begin
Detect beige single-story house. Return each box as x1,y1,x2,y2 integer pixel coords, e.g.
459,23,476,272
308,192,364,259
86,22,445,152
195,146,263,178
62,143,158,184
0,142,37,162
end
WRITTEN INSTRUCTION:
Format the lines of the records above as a JSON list of strings, one string per line, leaving out any blank lines.

TASK SOLUTION:
[
  "Detect beige single-story house. Return each box as x1,y1,x2,y2 integer pixel coords, e.g.",
  "459,23,476,272",
  "308,192,364,259",
  "86,22,445,152",
  "195,146,263,178",
  "62,143,158,184",
  "0,142,37,162"
]